* [GIVEN TEXT]
== Segment start ==

17th WideHealth Seminar: Diogo Azevedo

The EU-funded WideHealth project aims to conduct research on pervasive eHealth and establish a sustainable network of research and dissemination across Europe.

Title: Zgli: A Pipeline for Clustering by Compression with Application to Patient Stratification in Spondyloarthritis
Speaker: Diogo Azevedo, LASIGE, DI/FCUL
When: April 4, 2023, 16:00 CET (15:00 in Portugal)
Where: zoom link shared before the session to those who register
Registration link:

Abstract: The normalized compression distance (NCD) is a similarity measure between a pair of finite objects based on compression. Clustering methods usually use distances (e.g., Euclidean distance, Manhattan distance) to measure the similarity between objects. The NCD is yet another distance with particular characteristics that can be used to build the starting distance matrix for methods such as hierarchical clustering or K-medoids. In this work, we propose Zgli, a novel Python module that enables the user to compute the NCD between files inside a given folder. Inspired by the CompLearn Linux command line tool, this module iterates on it by providing new text file compressors, a new compression-by-column option for tabular data, such as CSV files, and an encoder for small files made up of categorical data. Our results demonstrate that compression by column can yield better results than previous methods in the literature when clustering tabular data. Additionally, the categorical encoder shows that it can augment categorical data, allowing the use of the NCD for new data types. This technique is applied to data from patients with Ankylosing spondylitis and the results identified different possible patient groups, as well as possible best treatments for each group.

Short bio: Diogo Azevedo recently finished his MsC studies in Data Science at the Universidade de Lisboa’s Faculdade de Ciências, and is applying for a PhD position at the same University. His research is centered on machine learning and artificial intelligence, especially in the field of medicine. He has spent the last year developing and publishing Zgli, a Python tool for clustering by compression, as well as studying techniques to enable clinician diagnostic choices for various healthcare domains (for example, patients with rheumatic disorders and persons with Parkinson’s Disease). Diogo is now involved in various projects, including Datapark and the Matisse, a project involving genome analysis of gliomas.

== Segment end ==

* [DATA EXTRACTS]
== Segment start ==

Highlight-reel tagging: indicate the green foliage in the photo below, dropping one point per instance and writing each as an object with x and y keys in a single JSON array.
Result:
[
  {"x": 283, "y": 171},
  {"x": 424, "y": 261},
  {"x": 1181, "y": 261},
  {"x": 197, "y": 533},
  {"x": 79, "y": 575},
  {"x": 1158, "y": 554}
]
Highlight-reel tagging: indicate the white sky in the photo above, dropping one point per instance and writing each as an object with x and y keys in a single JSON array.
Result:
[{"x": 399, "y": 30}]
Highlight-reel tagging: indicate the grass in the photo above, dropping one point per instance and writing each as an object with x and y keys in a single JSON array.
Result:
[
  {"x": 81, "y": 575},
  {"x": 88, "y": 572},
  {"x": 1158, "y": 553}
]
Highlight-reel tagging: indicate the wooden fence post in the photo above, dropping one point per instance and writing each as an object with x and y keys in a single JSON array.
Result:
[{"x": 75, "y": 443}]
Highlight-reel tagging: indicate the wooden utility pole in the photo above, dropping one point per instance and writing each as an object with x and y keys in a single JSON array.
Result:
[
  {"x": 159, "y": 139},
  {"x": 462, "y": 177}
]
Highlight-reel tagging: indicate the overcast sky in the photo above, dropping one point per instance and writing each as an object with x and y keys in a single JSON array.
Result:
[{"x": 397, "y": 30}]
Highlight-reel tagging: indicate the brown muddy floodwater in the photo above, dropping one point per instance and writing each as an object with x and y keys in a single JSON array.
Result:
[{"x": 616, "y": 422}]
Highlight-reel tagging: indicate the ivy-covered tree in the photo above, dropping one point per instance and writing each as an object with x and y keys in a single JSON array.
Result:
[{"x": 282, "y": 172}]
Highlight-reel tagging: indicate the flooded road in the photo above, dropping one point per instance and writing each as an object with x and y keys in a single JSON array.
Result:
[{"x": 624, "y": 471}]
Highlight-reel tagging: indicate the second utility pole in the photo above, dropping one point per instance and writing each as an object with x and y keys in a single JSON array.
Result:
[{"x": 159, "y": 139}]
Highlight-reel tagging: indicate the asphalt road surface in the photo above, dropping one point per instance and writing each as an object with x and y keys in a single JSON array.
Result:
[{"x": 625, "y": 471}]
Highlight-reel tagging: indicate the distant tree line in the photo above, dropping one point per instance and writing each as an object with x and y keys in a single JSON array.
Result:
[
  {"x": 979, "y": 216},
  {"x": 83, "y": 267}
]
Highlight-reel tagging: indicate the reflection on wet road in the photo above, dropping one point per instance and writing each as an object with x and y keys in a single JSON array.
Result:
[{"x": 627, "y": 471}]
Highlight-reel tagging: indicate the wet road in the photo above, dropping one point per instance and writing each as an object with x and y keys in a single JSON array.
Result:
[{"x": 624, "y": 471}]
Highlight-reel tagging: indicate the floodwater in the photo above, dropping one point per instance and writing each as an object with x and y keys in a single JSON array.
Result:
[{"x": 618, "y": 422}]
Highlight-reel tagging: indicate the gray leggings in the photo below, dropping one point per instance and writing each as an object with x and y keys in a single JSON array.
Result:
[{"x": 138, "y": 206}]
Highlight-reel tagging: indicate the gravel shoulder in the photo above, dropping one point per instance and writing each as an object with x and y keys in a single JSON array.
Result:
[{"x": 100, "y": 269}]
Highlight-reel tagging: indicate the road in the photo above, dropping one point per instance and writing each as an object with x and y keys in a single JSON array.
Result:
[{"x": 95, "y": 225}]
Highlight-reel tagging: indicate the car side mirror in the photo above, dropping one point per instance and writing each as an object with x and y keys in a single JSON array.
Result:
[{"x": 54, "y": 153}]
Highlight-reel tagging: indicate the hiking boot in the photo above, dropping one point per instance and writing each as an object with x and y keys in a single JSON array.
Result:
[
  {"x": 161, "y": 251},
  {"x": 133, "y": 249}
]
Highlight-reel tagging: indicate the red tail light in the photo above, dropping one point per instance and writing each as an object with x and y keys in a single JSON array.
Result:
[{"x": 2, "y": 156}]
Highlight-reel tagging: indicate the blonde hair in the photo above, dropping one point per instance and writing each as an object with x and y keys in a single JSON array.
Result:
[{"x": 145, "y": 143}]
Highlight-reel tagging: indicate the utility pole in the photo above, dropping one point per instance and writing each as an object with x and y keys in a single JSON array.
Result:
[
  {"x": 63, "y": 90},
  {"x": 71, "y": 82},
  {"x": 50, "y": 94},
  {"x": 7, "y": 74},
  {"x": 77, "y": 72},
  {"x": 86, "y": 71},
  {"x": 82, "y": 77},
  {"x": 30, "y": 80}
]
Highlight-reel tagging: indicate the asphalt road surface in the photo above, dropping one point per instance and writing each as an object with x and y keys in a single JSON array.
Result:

== Segment end ==

* [CHECK YOUR UNDERSTANDING]
• a. Answer these questions from the seminar announcement, marking each answer (i), (ii), (iii) on its own line:
(i) At what time does the session start in Portugal?
(ii) Which tool inspired Zgli?
(iii) What does the Matisse project involve?
• b. Using the seminar announcement, explain in one to three sentences why the NCD can be used with methods such as hierarchical clustering or K-medoids.
• c. Turn the paragraph of the seminar announcement beginning "Short bio: Diogo Azevedo recently finished" into a bulleted list that keeps its main facts.

* [RESULTS]
• a.
(i) 15:00
(ii) The CompLearn Linux command line tool
(iii) Genome analysis of gliomas

• b. Clustering methods usually measure the similarity between objects with distances, and the NCD is another distance with particular characteristics. It can therefore be used to build the starting distance matrix for methods such as hierarchical clustering or K-medoids.

• c.
- Recently finished an MSc in Data Science at the Universidade de Lisboa's Faculdade de Ciências and is applying for a PhD position there.
- Research centers on machine learning and artificial intelligence, especially in medicine.
- Spent the last year developing and publishing Zgli, a Python tool for clustering by compression.
- Has studied techniques to enable clinician diagnostic choices in various healthcare domains, such as patients with rheumatic disorders and persons with Parkinson's Disease.
- Now involved in several projects, including Datapark and Matisse, a project involving genome analysis of gliomas.